> **Your assignment**: In the entries below, find the line with "positive clicks: (32, 38) (35, 36) (35, 37)" and the line with "positive clicks: (36, 8)". Reproduce those two lines and every line between them exactly, and nothing more.

### Records shown ###

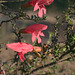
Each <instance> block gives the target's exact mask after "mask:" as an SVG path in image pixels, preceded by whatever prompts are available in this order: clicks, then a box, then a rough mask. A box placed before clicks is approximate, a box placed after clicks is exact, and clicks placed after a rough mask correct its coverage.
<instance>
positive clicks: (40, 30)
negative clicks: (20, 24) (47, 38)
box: [20, 24, 47, 43]
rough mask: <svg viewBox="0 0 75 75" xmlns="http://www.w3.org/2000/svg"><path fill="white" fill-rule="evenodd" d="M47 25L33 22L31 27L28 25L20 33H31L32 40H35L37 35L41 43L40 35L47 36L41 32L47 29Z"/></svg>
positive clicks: (38, 41)
mask: <svg viewBox="0 0 75 75" xmlns="http://www.w3.org/2000/svg"><path fill="white" fill-rule="evenodd" d="M46 29H47V26H46V25H43V24H33V25H31V26H29V27H27V28H26V29H21V30H20V33H30V34H31V35H32V42H34V41H35V39H36V37H37V39H38V43H41V38H40V37H39V35H40V36H45V35H44V34H43V32H41V31H42V30H46Z"/></svg>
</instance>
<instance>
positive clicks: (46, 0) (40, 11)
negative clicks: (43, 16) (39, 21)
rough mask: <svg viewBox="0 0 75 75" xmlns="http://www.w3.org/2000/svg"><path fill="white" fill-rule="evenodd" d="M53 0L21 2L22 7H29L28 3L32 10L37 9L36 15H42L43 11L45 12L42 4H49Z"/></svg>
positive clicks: (44, 12) (43, 11) (39, 16)
mask: <svg viewBox="0 0 75 75" xmlns="http://www.w3.org/2000/svg"><path fill="white" fill-rule="evenodd" d="M53 1H54V0H31V1H30V2H29V3H27V4H23V5H22V7H29V6H30V5H31V6H34V11H36V10H37V9H39V12H38V16H39V17H42V15H43V12H44V14H46V8H45V7H44V5H50V4H51V3H52V2H53ZM29 4H30V5H29Z"/></svg>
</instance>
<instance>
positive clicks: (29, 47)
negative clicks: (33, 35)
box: [6, 42, 33, 62]
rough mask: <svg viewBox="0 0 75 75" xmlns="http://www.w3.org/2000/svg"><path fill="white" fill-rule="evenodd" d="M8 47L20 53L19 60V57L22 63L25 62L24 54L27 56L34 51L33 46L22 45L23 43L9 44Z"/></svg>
mask: <svg viewBox="0 0 75 75" xmlns="http://www.w3.org/2000/svg"><path fill="white" fill-rule="evenodd" d="M6 46H7V47H8V48H10V49H12V50H14V51H16V52H18V55H17V58H18V57H19V58H20V60H21V61H22V62H23V60H25V58H24V54H26V53H27V52H31V51H33V46H32V45H30V44H27V43H22V42H18V43H11V44H7V45H6Z"/></svg>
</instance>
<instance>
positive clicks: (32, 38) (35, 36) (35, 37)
mask: <svg viewBox="0 0 75 75" xmlns="http://www.w3.org/2000/svg"><path fill="white" fill-rule="evenodd" d="M35 39H36V35H35V34H34V33H33V34H32V42H34V41H35Z"/></svg>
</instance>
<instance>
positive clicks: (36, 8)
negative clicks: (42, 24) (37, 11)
mask: <svg viewBox="0 0 75 75" xmlns="http://www.w3.org/2000/svg"><path fill="white" fill-rule="evenodd" d="M37 9H39V6H38V2H37V3H36V4H35V6H34V11H36V10H37Z"/></svg>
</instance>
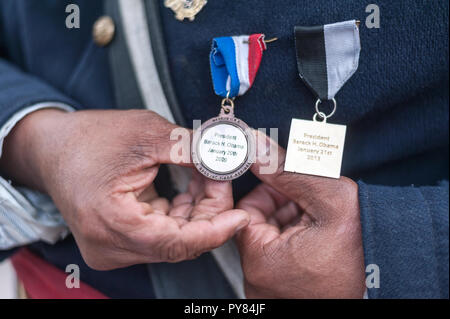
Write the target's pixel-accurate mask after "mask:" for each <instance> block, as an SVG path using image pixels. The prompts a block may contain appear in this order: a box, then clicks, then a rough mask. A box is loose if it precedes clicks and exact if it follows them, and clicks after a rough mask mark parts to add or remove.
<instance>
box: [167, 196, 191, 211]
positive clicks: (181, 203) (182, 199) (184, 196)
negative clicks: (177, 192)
mask: <svg viewBox="0 0 450 319" xmlns="http://www.w3.org/2000/svg"><path fill="white" fill-rule="evenodd" d="M192 203H193V199H192V195H191V194H190V193H181V194H178V195H177V196H175V198H174V199H173V200H172V206H173V207H174V208H175V207H177V206H180V205H185V204H192Z"/></svg>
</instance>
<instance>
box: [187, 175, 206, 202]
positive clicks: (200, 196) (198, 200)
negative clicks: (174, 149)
mask: <svg viewBox="0 0 450 319" xmlns="http://www.w3.org/2000/svg"><path fill="white" fill-rule="evenodd" d="M188 192H189V194H191V196H192V198H193V201H194V203H198V202H199V201H200V200H201V199H202V198H203V197H204V196H205V178H204V177H203V175H201V174H200V173H199V172H197V171H194V172H193V173H192V177H191V181H190V183H189V186H188Z"/></svg>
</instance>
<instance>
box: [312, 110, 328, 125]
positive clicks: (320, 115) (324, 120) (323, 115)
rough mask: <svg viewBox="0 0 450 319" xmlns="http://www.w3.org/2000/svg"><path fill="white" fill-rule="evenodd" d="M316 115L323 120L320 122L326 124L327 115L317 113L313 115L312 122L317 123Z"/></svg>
mask: <svg viewBox="0 0 450 319" xmlns="http://www.w3.org/2000/svg"><path fill="white" fill-rule="evenodd" d="M317 115H319V116H320V117H321V118H323V121H321V122H325V123H326V122H327V115H326V114H325V113H323V112H319V113H315V114H314V116H313V121H314V122H317Z"/></svg>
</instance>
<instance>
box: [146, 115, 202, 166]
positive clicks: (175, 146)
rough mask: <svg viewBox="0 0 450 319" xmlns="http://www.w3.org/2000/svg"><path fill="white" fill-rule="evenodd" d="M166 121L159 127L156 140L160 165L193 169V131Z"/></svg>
mask: <svg viewBox="0 0 450 319" xmlns="http://www.w3.org/2000/svg"><path fill="white" fill-rule="evenodd" d="M162 121H165V122H163V123H161V124H160V125H159V129H160V130H159V132H158V134H157V138H155V141H154V143H155V153H154V154H153V155H154V156H156V158H157V161H158V163H163V164H177V165H182V166H189V167H193V166H194V165H193V163H192V160H191V153H190V149H191V141H192V130H189V129H187V128H184V127H181V126H177V125H174V124H171V123H169V122H168V121H166V120H165V119H162Z"/></svg>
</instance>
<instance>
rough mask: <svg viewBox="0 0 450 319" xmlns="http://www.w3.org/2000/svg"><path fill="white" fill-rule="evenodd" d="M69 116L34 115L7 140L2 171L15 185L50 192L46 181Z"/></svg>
mask: <svg viewBox="0 0 450 319" xmlns="http://www.w3.org/2000/svg"><path fill="white" fill-rule="evenodd" d="M67 115H69V113H67V112H65V111H63V110H60V109H56V108H55V109H53V108H46V109H41V110H38V111H35V112H32V113H30V114H28V115H27V116H25V117H24V118H23V119H22V120H20V121H19V122H18V123H17V124H16V125H15V127H14V128H13V130H12V131H11V132H10V133H9V134H8V136H7V137H6V138H5V141H4V146H3V155H2V158H1V159H0V168H1V170H2V172H4V173H5V174H6V175H7V176H8V177H9V178H11V179H12V180H13V181H14V182H15V183H18V184H21V185H25V186H27V187H30V188H34V189H37V190H40V191H43V192H48V189H47V185H46V180H47V179H48V177H49V176H50V175H51V172H50V171H49V169H50V168H51V167H52V165H53V163H54V160H55V158H56V154H55V152H56V151H57V150H58V147H56V145H55V144H56V143H58V139H59V137H60V136H61V135H62V133H63V132H62V129H63V128H64V126H65V125H64V124H63V123H64V120H65V118H66V117H67Z"/></svg>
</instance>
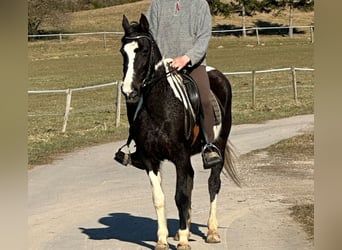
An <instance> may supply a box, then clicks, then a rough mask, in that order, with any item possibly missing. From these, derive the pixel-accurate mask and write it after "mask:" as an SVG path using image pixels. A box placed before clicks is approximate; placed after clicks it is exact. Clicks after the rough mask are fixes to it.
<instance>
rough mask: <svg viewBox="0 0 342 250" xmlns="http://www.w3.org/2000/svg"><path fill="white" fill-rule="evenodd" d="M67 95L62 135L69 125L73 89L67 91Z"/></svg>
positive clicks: (70, 89) (66, 98) (67, 89)
mask: <svg viewBox="0 0 342 250" xmlns="http://www.w3.org/2000/svg"><path fill="white" fill-rule="evenodd" d="M66 94H67V98H66V105H65V114H64V123H63V128H62V133H65V131H66V126H67V123H68V117H69V111H70V104H71V94H72V90H71V89H67V90H66Z"/></svg>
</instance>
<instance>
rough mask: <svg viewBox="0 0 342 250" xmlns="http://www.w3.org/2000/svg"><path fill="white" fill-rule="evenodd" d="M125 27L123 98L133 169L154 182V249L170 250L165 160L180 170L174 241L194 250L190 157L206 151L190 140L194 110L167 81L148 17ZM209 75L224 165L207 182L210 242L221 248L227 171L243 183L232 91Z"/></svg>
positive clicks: (221, 73) (151, 183) (177, 179)
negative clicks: (153, 38)
mask: <svg viewBox="0 0 342 250" xmlns="http://www.w3.org/2000/svg"><path fill="white" fill-rule="evenodd" d="M122 26H123V29H124V31H125V34H124V36H123V38H122V47H121V50H120V51H121V53H122V56H123V74H124V80H123V85H122V92H123V94H124V95H125V97H126V106H127V115H128V120H129V124H130V137H131V138H132V139H133V140H134V141H135V144H136V152H135V153H133V154H132V155H131V156H132V161H131V164H132V165H133V166H135V167H137V168H140V169H144V170H145V171H146V172H147V174H148V176H149V179H150V183H151V187H152V194H153V203H154V206H155V209H156V213H157V219H158V232H157V234H158V242H157V245H156V247H155V249H168V243H167V237H168V229H167V220H166V216H165V204H164V194H163V190H162V187H161V175H160V163H161V161H163V160H165V159H166V160H169V161H171V162H172V163H173V164H174V165H175V167H176V175H177V184H176V185H177V186H176V194H175V201H176V205H177V208H178V212H179V230H178V232H177V235H176V236H175V239H176V240H178V241H179V244H178V246H177V249H190V246H189V243H188V239H189V236H190V223H191V221H190V220H191V215H190V212H191V193H192V189H193V178H194V170H193V168H192V165H191V161H190V157H191V156H192V155H194V154H196V153H200V152H201V148H202V147H203V145H204V144H203V135H202V134H200V135H199V136H198V137H197V136H196V133H191V134H190V136H185V134H186V131H188V129H187V128H186V124H188V123H186V122H184V121H185V118H184V117H186V116H187V114H188V113H189V110H188V109H189V107H188V106H186V105H185V104H184V102H182V101H181V98H179V92H177V90H175V88H176V87H175V86H173V85H172V84H170V82H169V81H168V80H167V78H168V76H170V74H171V73H170V72H169V71H168V68H167V66H166V64H165V63H164V62H165V60H164V59H163V58H162V56H161V53H160V50H159V48H158V46H157V44H156V43H155V41H154V40H153V37H152V36H151V34H150V33H149V24H148V21H147V19H146V17H145V16H144V15H143V14H141V18H140V21H139V23H138V22H132V23H129V21H128V20H127V18H126V17H125V16H123V20H122ZM208 75H209V79H210V87H211V90H212V92H213V93H214V95H215V96H216V99H217V102H218V104H219V107H220V108H219V110H220V111H219V112H220V113H221V118H222V119H221V122H220V124H218V125H216V126H214V127H213V129H214V131H215V140H214V144H215V145H216V146H217V147H218V148H219V149H220V152H221V154H222V157H223V159H224V161H223V163H219V164H217V165H215V166H213V167H212V168H211V170H210V171H211V173H210V177H209V180H208V187H209V194H210V214H209V219H208V233H207V238H206V242H208V243H217V242H220V236H219V234H218V223H217V218H216V206H217V195H218V193H219V191H220V187H221V179H220V174H221V172H222V170H223V168H225V170H226V172H228V174H229V175H230V176H231V178H232V179H233V180H234V182H235V183H236V184H239V180H238V177H237V175H236V172H235V169H234V167H233V164H232V161H231V154H230V153H231V149H230V146H229V145H228V136H229V133H230V129H231V125H232V114H231V109H232V93H231V86H230V83H229V81H228V79H227V78H226V77H225V76H224V75H223V74H222V73H221V72H219V71H217V70H215V69H212V70H210V71H208ZM191 119H193V118H191ZM196 126H197V125H196V124H195V122H193V123H191V131H193V130H194V128H195V127H196ZM197 127H198V126H197ZM194 131H195V130H194Z"/></svg>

###

> **Written response**:
positive clicks: (32, 38) (35, 36) (35, 37)
mask: <svg viewBox="0 0 75 75" xmlns="http://www.w3.org/2000/svg"><path fill="white" fill-rule="evenodd" d="M35 39H36V35H35V34H34V33H33V34H32V42H34V41H35Z"/></svg>
</instance>
<instance>
positive clicks: (36, 8)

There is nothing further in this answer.